§ **Goal of the exercise**
Set out every line of the items below as a Markdown table with two columns, No. and Text, numbering the rows and skipping blank lines. Leave the pictures out of the table.

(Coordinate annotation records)
— start —
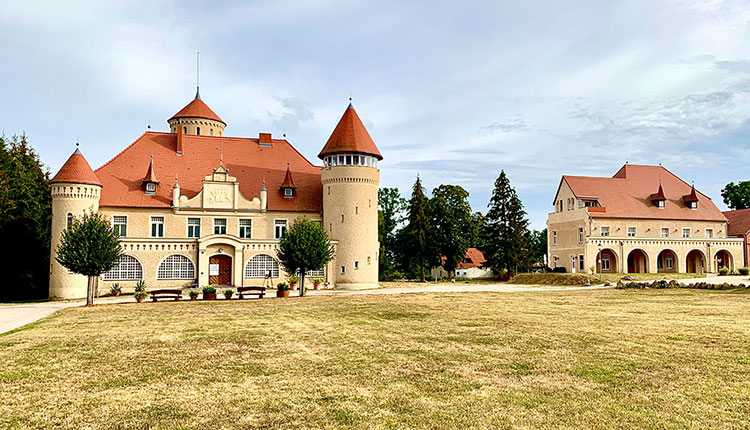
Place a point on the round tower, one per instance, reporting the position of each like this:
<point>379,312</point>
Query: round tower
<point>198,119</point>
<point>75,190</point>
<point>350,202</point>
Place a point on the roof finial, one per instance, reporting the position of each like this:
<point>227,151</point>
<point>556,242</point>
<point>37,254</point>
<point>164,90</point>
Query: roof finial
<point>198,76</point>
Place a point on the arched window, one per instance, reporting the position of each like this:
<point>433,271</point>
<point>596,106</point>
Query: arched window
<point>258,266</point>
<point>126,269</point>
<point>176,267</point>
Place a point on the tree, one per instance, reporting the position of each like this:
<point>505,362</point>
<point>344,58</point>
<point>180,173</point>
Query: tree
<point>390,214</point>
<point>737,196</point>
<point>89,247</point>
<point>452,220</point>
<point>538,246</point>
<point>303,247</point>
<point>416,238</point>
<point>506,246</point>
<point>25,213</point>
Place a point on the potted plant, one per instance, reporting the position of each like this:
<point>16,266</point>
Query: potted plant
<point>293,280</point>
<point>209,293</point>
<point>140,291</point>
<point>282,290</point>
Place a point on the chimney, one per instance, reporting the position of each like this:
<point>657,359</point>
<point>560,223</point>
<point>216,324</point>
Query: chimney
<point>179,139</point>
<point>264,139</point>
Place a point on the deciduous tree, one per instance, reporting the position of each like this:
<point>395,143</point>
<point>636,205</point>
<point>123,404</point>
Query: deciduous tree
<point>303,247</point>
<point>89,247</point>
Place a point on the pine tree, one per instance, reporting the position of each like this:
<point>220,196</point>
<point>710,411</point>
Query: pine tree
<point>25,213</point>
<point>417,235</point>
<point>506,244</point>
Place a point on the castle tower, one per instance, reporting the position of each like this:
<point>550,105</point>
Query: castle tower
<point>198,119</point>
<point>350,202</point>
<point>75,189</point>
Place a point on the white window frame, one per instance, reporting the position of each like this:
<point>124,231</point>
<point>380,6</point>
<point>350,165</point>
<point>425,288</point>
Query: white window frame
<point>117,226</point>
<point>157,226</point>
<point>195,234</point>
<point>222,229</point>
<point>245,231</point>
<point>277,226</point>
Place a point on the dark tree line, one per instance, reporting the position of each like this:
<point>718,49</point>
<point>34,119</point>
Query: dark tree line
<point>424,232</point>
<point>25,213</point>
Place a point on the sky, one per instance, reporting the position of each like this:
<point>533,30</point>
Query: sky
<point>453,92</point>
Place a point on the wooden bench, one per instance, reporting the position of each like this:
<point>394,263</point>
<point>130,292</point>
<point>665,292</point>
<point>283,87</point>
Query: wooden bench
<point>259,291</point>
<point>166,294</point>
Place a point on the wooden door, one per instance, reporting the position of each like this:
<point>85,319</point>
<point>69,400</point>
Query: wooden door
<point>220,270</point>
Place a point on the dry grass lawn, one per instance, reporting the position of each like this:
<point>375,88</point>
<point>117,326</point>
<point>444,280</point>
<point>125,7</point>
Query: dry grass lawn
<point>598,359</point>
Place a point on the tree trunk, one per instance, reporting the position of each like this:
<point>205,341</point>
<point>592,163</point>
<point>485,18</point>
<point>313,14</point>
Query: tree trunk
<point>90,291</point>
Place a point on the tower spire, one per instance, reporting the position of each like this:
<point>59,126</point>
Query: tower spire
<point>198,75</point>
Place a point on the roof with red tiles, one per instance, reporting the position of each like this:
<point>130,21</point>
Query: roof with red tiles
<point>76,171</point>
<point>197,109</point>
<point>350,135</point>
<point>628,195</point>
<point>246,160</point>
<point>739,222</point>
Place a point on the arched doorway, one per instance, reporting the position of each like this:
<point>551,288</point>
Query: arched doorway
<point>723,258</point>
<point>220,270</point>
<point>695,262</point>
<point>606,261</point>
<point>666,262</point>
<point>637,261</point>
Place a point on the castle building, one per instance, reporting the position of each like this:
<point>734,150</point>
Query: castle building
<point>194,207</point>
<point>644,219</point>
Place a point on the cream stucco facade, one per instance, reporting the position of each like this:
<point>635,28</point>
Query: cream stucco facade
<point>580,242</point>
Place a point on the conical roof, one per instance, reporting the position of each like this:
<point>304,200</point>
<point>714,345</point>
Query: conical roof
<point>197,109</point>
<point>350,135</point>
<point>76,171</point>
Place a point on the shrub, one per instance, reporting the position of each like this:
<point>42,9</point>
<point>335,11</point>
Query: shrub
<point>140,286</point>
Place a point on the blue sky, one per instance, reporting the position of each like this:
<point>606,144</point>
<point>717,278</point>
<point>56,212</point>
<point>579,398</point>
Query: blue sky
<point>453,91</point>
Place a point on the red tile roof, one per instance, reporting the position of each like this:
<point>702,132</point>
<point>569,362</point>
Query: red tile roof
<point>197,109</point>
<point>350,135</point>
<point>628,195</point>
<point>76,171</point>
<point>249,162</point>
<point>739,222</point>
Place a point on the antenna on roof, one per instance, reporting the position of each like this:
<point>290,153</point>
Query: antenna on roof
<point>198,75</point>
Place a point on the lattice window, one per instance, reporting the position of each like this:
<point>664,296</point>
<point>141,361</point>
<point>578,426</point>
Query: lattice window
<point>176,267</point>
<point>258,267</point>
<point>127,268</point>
— end —
§ **Finished task**
| No. | Text |
|---|---|
| 1 | Place a point on the round tower, one per instance, reporting the position of each like this: |
| 2 | <point>379,312</point> |
| 3 | Query: round tower |
| 4 | <point>198,119</point> |
| 5 | <point>75,190</point> |
| 6 | <point>350,202</point> |
| 7 | Place a point on the roof finial, one per instance, reporting the position of each like this: |
| 8 | <point>227,151</point> |
| 9 | <point>556,242</point> |
| 10 | <point>37,254</point> |
| 11 | <point>164,90</point> |
| 12 | Query: roof finial |
| 13 | <point>198,76</point> |
| 14 | Place a point on the arched window, one per instance, reporting the position of each like this: |
| 15 | <point>433,271</point> |
| 16 | <point>596,106</point> |
| 17 | Query: arched window |
| 18 | <point>258,266</point> |
| 19 | <point>126,269</point> |
| 20 | <point>176,267</point> |
| 21 | Place a point on the tree, one per instance, reporting the position of each like this: |
| 22 | <point>505,362</point> |
| 23 | <point>344,58</point> |
| 24 | <point>180,173</point> |
| 25 | Query: tree |
| 26 | <point>390,214</point> |
| 27 | <point>737,196</point> |
| 28 | <point>89,247</point> |
| 29 | <point>452,220</point> |
| 30 | <point>538,246</point> |
| 31 | <point>303,247</point> |
| 32 | <point>416,238</point> |
| 33 | <point>506,246</point> |
| 34 | <point>25,213</point> |
| 35 | Place a point on the potted plant, one per instance, reporting the position of each like this: |
| 36 | <point>16,266</point> |
| 37 | Query: potted plant |
| 38 | <point>293,280</point> |
| 39 | <point>209,293</point> |
| 40 | <point>140,291</point> |
| 41 | <point>282,290</point> |
| 42 | Place a point on the chimney, one per instance, reporting the position of each like this: |
| 43 | <point>657,359</point> |
| 44 | <point>560,223</point> |
| 45 | <point>216,324</point> |
| 46 | Query: chimney |
| 47 | <point>179,139</point> |
| 48 | <point>264,139</point> |
| 49 | Place a point on the deciduous tree, one per instance, reporting the position of each like this: |
| 50 | <point>395,143</point> |
| 51 | <point>636,205</point> |
| 52 | <point>123,404</point> |
| 53 | Query: deciduous tree |
| 54 | <point>303,247</point> |
| 55 | <point>89,247</point> |
| 56 | Place a point on the pine tree, one per instance, reporting the position of each like this: |
| 57 | <point>220,196</point> |
| 58 | <point>710,411</point> |
| 59 | Query: pine tree |
| 60 | <point>25,213</point> |
| 61 | <point>417,235</point> |
| 62 | <point>506,244</point> |
| 63 | Place a point on the castle tower, one per instance, reporting the position of each like this: |
| 64 | <point>550,105</point> |
| 65 | Query: castle tower |
| 66 | <point>198,119</point> |
| 67 | <point>350,202</point> |
| 68 | <point>75,189</point> |
| 69 | Place a point on the white window frame, one per instance, reporting the position of each like this: |
| 70 | <point>124,231</point> |
| 71 | <point>380,6</point> |
| 72 | <point>350,165</point> |
| 73 | <point>425,288</point> |
| 74 | Query: white window frame |
| 75 | <point>117,226</point> |
| 76 | <point>157,226</point> |
| 77 | <point>195,234</point> |
| 78 | <point>222,229</point> |
| 79 | <point>245,231</point> |
| 80 | <point>277,226</point> |
| 81 | Place a point on the dark tree line, one per instance, reporting the position of each like this: |
| 82 | <point>718,49</point> |
| 83 | <point>34,119</point> |
| 84 | Query: dark tree line |
| 85 | <point>424,232</point> |
| 86 | <point>25,213</point> |
| 87 | Place a point on the sky, one per instance, reporting the position of each like this: |
| 88 | <point>533,30</point> |
| 89 | Query: sky |
| 90 | <point>453,92</point> |
| 91 | Place a point on the wooden bench, one per instance, reporting the position of each like this: |
| 92 | <point>394,263</point> |
| 93 | <point>130,292</point> |
| 94 | <point>665,292</point> |
| 95 | <point>283,87</point> |
| 96 | Query: wooden bench |
| 97 | <point>259,291</point> |
| 98 | <point>166,294</point> |
| 99 | Place a point on the wooden door, one per instance, reporting the position of each like this: |
| 100 | <point>85,319</point> |
| 101 | <point>69,400</point> |
| 102 | Query: wooden door |
| 103 | <point>220,270</point> |
| 104 | Place a point on the dry grass lawn, one per instance, reporting the position of each like this: |
| 105 | <point>375,88</point> |
| 106 | <point>117,326</point> |
| 107 | <point>444,280</point> |
| 108 | <point>125,7</point> |
| 109 | Query: dry grass lawn |
| 110 | <point>598,359</point> |
| 111 | Place a point on the tree trunk, one per instance, reporting the position of each like this: |
| 112 | <point>205,341</point> |
| 113 | <point>592,163</point> |
| 114 | <point>485,18</point> |
| 115 | <point>313,14</point> |
| 116 | Query: tree trunk |
| 117 | <point>90,291</point> |
| 118 | Place a point on the tower spire, one per instance, reporting the position of each like this: |
| 119 | <point>59,126</point> |
| 120 | Query: tower spire |
| 121 | <point>198,75</point> |
| 122 | Place a point on the roof with red tiles, one per instance, reporting the position of each like this: |
| 123 | <point>130,21</point> |
| 124 | Query: roof with red tiles |
| 125 | <point>76,171</point> |
| 126 | <point>197,109</point> |
| 127 | <point>350,135</point> |
| 128 | <point>628,195</point> |
| 129 | <point>246,160</point> |
| 130 | <point>739,222</point> |
| 131 | Place a point on the arched doorway, one per instance, reporting the position of each like this: |
| 132 | <point>551,288</point> |
| 133 | Query: arched doorway |
| 134 | <point>723,258</point> |
| 135 | <point>220,270</point> |
| 136 | <point>695,262</point> |
| 137 | <point>606,261</point> |
| 138 | <point>666,262</point> |
| 139 | <point>637,261</point> |
| 140 | Place a point on the castle building, one per instance, reporting the position of each like this: |
| 141 | <point>734,150</point> |
| 142 | Query: castle building |
| 143 | <point>194,207</point> |
| 144 | <point>644,219</point> |
| 145 | Place a point on the cream stucco facade, one per instance, reporting the position of each like this: |
| 146 | <point>635,28</point> |
| 147 | Query: cream stucco facade |
| 148 | <point>580,242</point> |
| 149 | Place a point on the conical roof, one per instance, reporting the position of each like this: |
| 150 | <point>304,200</point> |
| 151 | <point>714,345</point> |
| 152 | Query: conical roof |
| 153 | <point>197,109</point> |
| 154 | <point>350,135</point> |
| 155 | <point>76,171</point> |
| 156 | Place a point on the shrub, one per instance, reporting the position of each like this: |
| 157 | <point>42,9</point> |
| 158 | <point>335,11</point> |
| 159 | Query: shrub |
| 160 | <point>140,286</point> |
| 161 | Place a point on the blue sky, one per instance, reporting the position of each like this: |
| 162 | <point>606,144</point> |
| 163 | <point>717,278</point> |
| 164 | <point>56,212</point> |
| 165 | <point>579,398</point> |
| 166 | Query: blue sky |
| 167 | <point>453,91</point> |
| 168 | Place a point on the red tile roof, one per instance, reporting the position of each like this: |
| 169 | <point>702,132</point> |
| 170 | <point>569,362</point> |
| 171 | Query: red tile roof |
| 172 | <point>197,109</point> |
| 173 | <point>350,135</point> |
| 174 | <point>628,195</point> |
| 175 | <point>76,171</point> |
| 176 | <point>249,162</point> |
| 177 | <point>739,222</point> |
| 178 | Place a point on the antenna on roof, one per instance, reporting the position of each like this: |
| 179 | <point>290,153</point> |
| 180 | Query: antenna on roof |
| 181 | <point>198,75</point> |
| 182 | Place a point on the lattice window, one per instance, reporting the position of each like this: |
| 183 | <point>664,296</point> |
| 184 | <point>141,361</point> |
| 185 | <point>578,426</point> |
| 186 | Query: lattice window |
| 187 | <point>176,267</point> |
| 188 | <point>258,267</point> |
| 189 | <point>127,268</point> |